A run of records
(begin)

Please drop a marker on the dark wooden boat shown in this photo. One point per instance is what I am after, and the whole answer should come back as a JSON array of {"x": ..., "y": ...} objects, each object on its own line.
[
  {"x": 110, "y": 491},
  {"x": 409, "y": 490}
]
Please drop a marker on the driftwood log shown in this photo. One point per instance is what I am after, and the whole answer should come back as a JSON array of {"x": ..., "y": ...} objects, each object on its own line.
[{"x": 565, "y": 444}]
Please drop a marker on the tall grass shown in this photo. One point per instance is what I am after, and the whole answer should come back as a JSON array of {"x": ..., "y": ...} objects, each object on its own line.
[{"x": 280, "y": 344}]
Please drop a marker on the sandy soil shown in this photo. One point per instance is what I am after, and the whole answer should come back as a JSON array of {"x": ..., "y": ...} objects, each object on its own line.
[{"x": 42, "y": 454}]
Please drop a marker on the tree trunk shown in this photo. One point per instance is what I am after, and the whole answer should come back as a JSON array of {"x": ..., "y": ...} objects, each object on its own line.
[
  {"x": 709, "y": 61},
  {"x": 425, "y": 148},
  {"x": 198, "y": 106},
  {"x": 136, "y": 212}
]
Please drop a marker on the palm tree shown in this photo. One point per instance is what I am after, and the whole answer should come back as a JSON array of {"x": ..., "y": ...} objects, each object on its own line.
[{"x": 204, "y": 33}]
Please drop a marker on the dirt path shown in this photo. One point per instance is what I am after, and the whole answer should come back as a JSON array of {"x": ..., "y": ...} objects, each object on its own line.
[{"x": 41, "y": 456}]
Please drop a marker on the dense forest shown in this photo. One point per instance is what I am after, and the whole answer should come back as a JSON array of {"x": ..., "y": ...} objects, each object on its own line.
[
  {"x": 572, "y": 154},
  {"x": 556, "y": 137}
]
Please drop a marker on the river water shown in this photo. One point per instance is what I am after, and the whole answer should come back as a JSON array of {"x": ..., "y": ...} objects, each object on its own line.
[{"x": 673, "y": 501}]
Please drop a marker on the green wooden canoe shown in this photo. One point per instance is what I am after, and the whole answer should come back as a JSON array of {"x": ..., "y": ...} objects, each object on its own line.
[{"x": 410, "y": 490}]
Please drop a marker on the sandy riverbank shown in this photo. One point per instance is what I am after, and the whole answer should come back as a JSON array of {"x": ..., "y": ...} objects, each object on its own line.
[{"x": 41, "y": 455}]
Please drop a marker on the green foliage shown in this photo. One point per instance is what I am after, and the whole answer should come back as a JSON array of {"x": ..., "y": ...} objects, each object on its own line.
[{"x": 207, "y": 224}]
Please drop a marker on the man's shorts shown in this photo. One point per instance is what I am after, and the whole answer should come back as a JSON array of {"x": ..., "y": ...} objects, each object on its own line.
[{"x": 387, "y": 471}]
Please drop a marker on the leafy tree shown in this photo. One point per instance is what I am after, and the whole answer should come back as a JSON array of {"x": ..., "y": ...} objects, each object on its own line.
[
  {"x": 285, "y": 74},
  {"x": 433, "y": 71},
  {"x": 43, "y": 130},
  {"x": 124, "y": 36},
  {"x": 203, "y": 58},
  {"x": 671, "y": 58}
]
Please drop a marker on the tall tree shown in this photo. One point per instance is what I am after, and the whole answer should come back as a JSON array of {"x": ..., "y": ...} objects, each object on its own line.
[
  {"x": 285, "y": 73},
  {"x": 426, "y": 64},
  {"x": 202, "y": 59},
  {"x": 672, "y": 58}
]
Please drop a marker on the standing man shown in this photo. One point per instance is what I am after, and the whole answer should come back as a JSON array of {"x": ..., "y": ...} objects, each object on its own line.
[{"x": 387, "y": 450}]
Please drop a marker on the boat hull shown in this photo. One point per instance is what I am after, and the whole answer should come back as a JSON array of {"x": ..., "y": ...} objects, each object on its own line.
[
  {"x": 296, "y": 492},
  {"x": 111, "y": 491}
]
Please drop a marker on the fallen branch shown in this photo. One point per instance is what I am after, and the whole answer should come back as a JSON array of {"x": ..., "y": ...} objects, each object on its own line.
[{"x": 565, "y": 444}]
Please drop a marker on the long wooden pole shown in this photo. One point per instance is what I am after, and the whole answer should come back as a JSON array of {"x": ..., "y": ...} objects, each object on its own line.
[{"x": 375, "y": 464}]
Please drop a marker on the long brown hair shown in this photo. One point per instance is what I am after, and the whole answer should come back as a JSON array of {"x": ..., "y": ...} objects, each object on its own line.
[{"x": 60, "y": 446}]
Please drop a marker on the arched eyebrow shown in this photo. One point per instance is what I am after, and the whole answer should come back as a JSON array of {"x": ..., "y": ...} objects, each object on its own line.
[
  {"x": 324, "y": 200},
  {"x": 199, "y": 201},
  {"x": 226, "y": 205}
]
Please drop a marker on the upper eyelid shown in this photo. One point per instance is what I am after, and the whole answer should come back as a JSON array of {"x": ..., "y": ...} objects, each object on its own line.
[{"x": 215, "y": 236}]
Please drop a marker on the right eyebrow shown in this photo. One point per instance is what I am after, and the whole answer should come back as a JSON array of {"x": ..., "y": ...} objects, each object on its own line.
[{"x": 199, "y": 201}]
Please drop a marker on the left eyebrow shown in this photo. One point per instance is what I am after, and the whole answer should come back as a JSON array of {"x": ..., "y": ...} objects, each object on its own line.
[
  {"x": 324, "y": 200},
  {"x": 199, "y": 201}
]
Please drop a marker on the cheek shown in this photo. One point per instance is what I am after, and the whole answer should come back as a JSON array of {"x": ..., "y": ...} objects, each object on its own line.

(end)

## Task details
Print the records above exactly as they appear.

## Complete output
Please drop a marker on the dark wooden boat shown in this photo. One point per instance is what I am after, and the whole answer should come back as a JSON array of {"x": ..., "y": ...} objects, each object on its own line.
[
  {"x": 110, "y": 491},
  {"x": 409, "y": 490}
]
Please drop a marker on the driftwood log shown in this photo. One point per instance is what I am after, and the whole answer should come back as a JSON array of {"x": ..., "y": ...} objects, each object on its own line.
[{"x": 565, "y": 444}]
Please drop a marker on the tall grass shown in this photo. One point per instance is what I am after, and the whole answer should come back as a JSON array of {"x": ..., "y": ...} objects, each object on its own line.
[{"x": 280, "y": 344}]
Please drop a marker on the sandy soil shown in this photo. One point per instance is what I am after, and the whole answer should come back as a JSON array of {"x": ..., "y": ...} objects, each object on its own line.
[{"x": 42, "y": 454}]
Please drop a marker on the tree trunk shown in this photo. One point per instance is what I am after, and the whole answer should come back as a JSON array of {"x": ..., "y": ...} objects, each object on its own line.
[
  {"x": 709, "y": 61},
  {"x": 425, "y": 148},
  {"x": 198, "y": 106},
  {"x": 136, "y": 212}
]
Please drop a marker on the palm tree shown in this photo. One point per instance is what I am after, and the whole answer should come back as a JSON array of {"x": ..., "y": ...} objects, each object on its own line.
[{"x": 204, "y": 33}]
Please drop a marker on the dirt path shown in this photo. One point per instance is what I am after, and the whole answer should come back as a JSON array of {"x": ..., "y": ...} objects, each object on its own line.
[{"x": 41, "y": 456}]
Please drop a marker on the dense forest shown in this photo. One point per instance is what I am after, and the whole answer should come back as a JSON array of {"x": ..., "y": ...} objects, each object on its own line.
[
  {"x": 572, "y": 154},
  {"x": 556, "y": 137}
]
Please drop a marker on the river water shown in this photo. One point per instance is what I am after, and the whole answer should come back as a JSON array of {"x": ..., "y": ...} objects, each object on its own line.
[{"x": 673, "y": 501}]
Please drop a marker on the green wooden canoe shown in this photo. One point per instance is what I am after, and the whole answer should come back as a JSON array of {"x": ..., "y": ...} objects, each object on its own line.
[{"x": 410, "y": 490}]
Please drop a marker on the sandy riverbank shown in this photo. One point per instance is what I am after, and the whole answer should come back as a JSON array of {"x": ..., "y": ...} objects, each object on its own line.
[{"x": 41, "y": 455}]
Please drop a marker on the green foliage shown in this photo. One point per instance is what I am after, and the whole answer should come back as a JSON array of {"x": ..., "y": ...} objects, each object on its own line.
[{"x": 207, "y": 224}]
Please drop a marker on the man's shorts shown in this photo. One point per instance is what I am after, and the whole answer should come back as a JSON array of {"x": ..., "y": ...} objects, each object on its own line.
[{"x": 387, "y": 471}]
Please drop a marker on the leafy tree shown in this photo. One point per instance is what I am after, and the whole answer should come back as a JSON array of {"x": ..., "y": ...} objects, each object on its own line.
[
  {"x": 285, "y": 74},
  {"x": 433, "y": 71},
  {"x": 43, "y": 130},
  {"x": 124, "y": 36},
  {"x": 203, "y": 58},
  {"x": 671, "y": 58}
]
Please drop a marker on the tall tree shown in this photo. One point per instance is what I am after, and the whole answer should come back as a JSON array of {"x": ..., "y": ...} objects, each object on its own line.
[
  {"x": 285, "y": 73},
  {"x": 426, "y": 64},
  {"x": 202, "y": 59},
  {"x": 672, "y": 58}
]
Please drop a marker on the standing man shown in this photo. One point per instance is what I am after, and the whole answer should come back as a JSON array of {"x": ..., "y": ...} objects, each object on its own line.
[{"x": 387, "y": 450}]
Please drop a marker on the boat hull shown in this photo. One point per instance is what I am after, and the whole answer should come back as a JSON array of {"x": ..., "y": ...} objects, each object on its own line.
[
  {"x": 296, "y": 492},
  {"x": 111, "y": 491}
]
Please drop a marker on the fallen branch shown in this photo. One point per instance is what I am after, and the whole answer should come back as a JSON array of {"x": ..., "y": ...} objects, each object on its own line.
[{"x": 565, "y": 444}]
Please drop a marker on the long wooden pole shown in this photo. One point per instance is what I am after, and the whole answer should come back as a JSON array of {"x": ..., "y": ...} objects, each object on its own line.
[{"x": 375, "y": 464}]
Please drop a marker on the long brown hair shown in this photo. One point per instance is what I am after, and the whole answer should come back as a JSON array of {"x": ..., "y": ...} objects, each object on its own line.
[{"x": 60, "y": 446}]
Please drop a marker on the arched eyebrow shown in this photo. One point per instance is what I am after, and the whole answer should come back as a JSON array of {"x": ..., "y": ...} objects, each object on its own line.
[
  {"x": 324, "y": 200},
  {"x": 199, "y": 201},
  {"x": 226, "y": 205}
]
Please drop a marker on the upper eyelid shown in this photo. One point per instance is what I am after, and the whole answer should come back as a JSON array of {"x": ..., "y": ...} objects, each object on its own line.
[{"x": 215, "y": 236}]
Please drop a marker on the right eyebrow shown in this photo. One point per instance is what I am after, and the whole answer should come back as a JSON array of {"x": ..., "y": ...} objects, each object on its own line.
[{"x": 199, "y": 201}]
Please drop a marker on the left eyebrow shown in this photo. One point per instance is what I am after, and the whole answer should come back as a JSON array of {"x": ..., "y": ...} objects, each object on its own line.
[
  {"x": 324, "y": 200},
  {"x": 199, "y": 201}
]
Please drop a marker on the cheek shown in this photo. One point per instance is what I am after, and the whole answer should come back as a JSON array of {"x": ..., "y": ...} objects, each object on its own line.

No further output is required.